What lines below hold the string "track"? Copy them all.

[Dataset entries]
++++

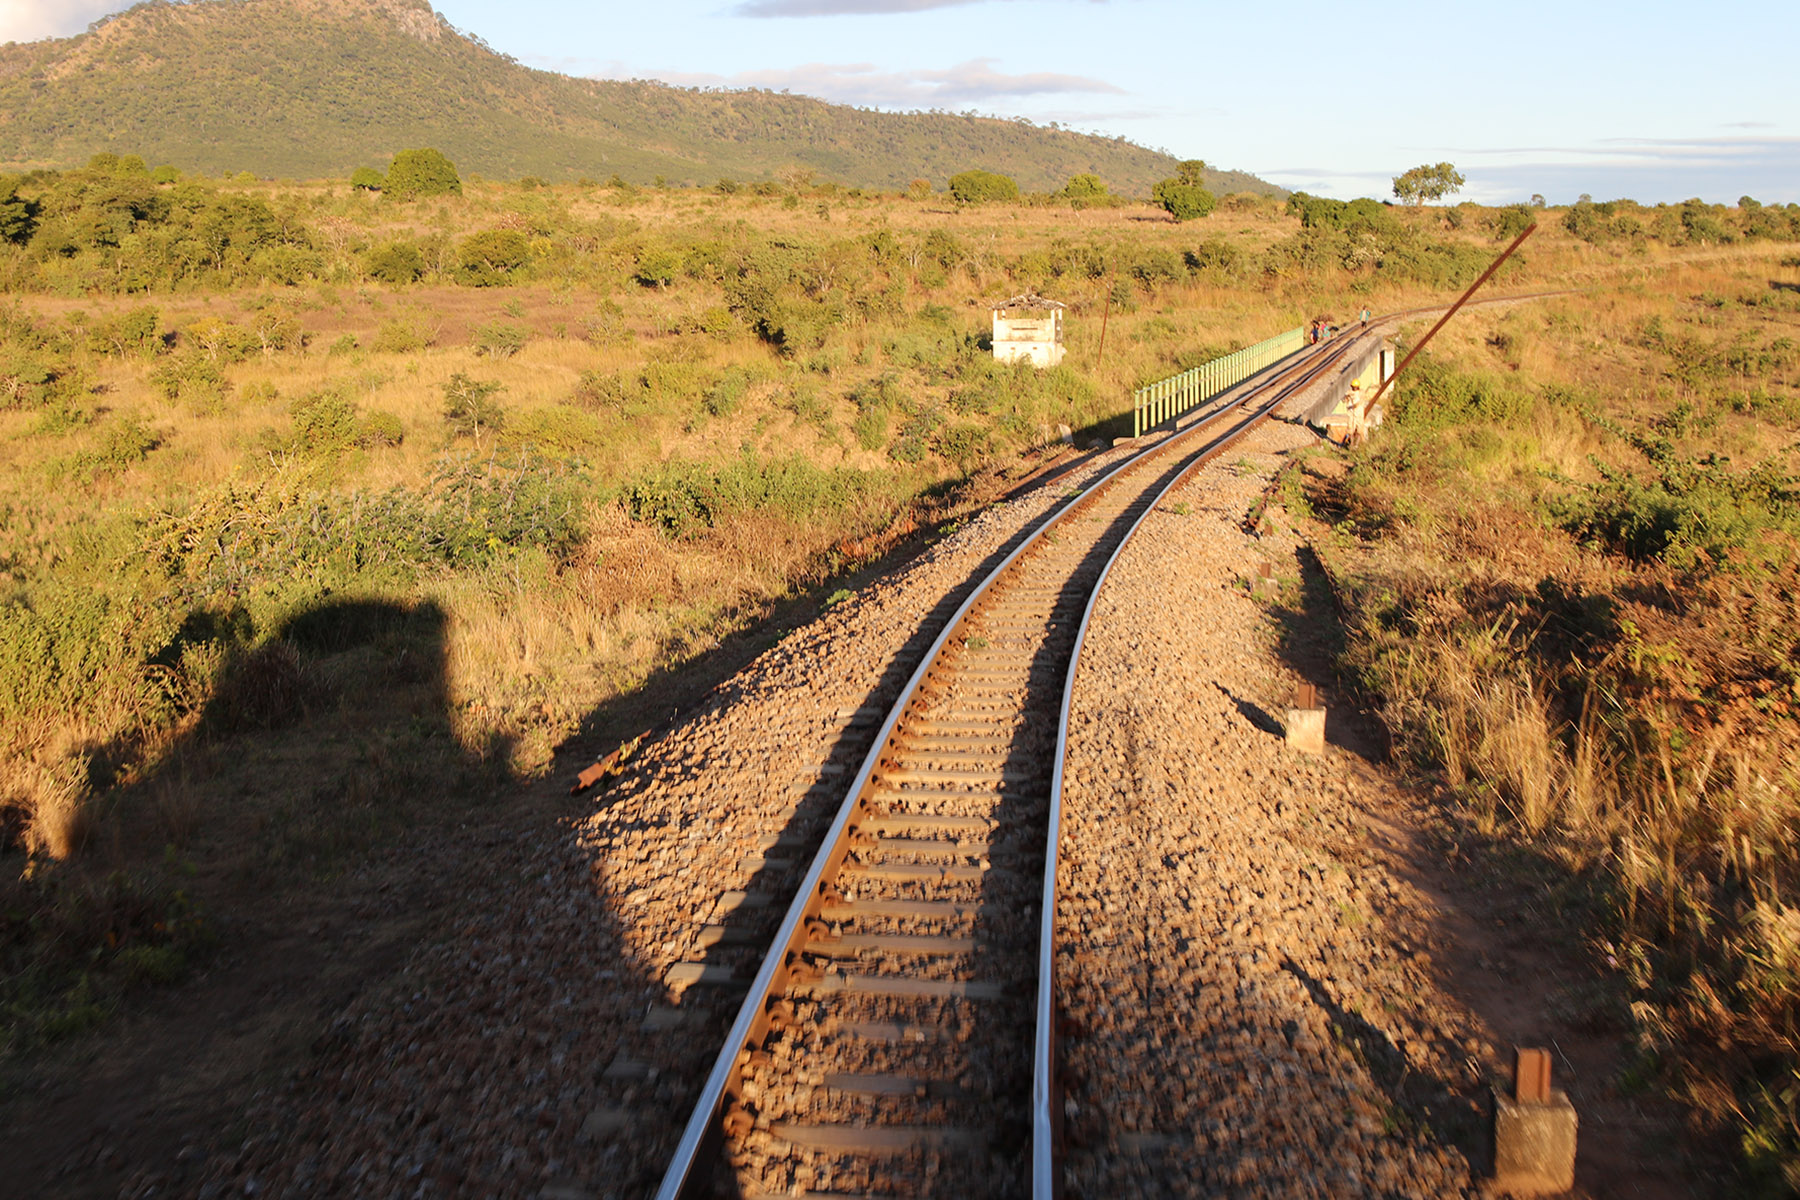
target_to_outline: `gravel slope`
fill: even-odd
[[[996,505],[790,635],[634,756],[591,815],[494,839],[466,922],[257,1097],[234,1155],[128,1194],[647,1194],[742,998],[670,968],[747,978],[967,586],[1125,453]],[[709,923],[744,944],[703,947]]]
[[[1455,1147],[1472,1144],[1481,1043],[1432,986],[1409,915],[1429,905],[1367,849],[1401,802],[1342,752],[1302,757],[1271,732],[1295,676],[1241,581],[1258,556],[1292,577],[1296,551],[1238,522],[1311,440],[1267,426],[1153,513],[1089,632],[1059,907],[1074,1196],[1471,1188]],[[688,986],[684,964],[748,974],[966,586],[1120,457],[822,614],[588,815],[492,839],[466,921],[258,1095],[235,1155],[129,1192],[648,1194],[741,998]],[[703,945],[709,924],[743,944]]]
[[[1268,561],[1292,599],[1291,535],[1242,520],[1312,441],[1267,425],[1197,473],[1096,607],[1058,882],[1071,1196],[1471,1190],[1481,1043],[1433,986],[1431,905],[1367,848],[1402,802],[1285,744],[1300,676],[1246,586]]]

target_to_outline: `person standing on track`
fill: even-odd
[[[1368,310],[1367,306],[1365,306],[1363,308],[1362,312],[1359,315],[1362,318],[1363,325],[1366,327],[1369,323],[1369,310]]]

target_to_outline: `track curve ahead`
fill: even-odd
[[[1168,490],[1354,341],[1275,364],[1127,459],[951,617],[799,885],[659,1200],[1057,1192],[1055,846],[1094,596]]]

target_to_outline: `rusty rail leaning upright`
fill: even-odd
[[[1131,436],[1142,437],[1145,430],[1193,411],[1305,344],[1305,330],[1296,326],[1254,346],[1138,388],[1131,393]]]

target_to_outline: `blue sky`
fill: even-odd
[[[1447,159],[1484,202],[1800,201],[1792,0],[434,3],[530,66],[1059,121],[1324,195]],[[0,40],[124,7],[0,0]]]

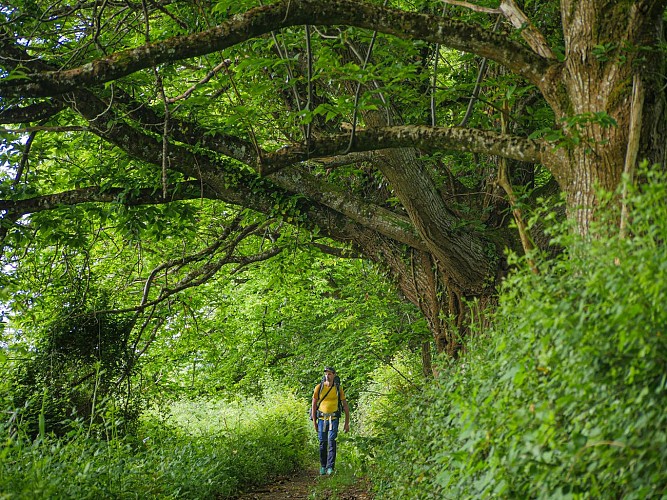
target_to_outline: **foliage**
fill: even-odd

++++

- **Task output**
target_to_outline: `person standing on track`
target_to_outline: `track curve ahead`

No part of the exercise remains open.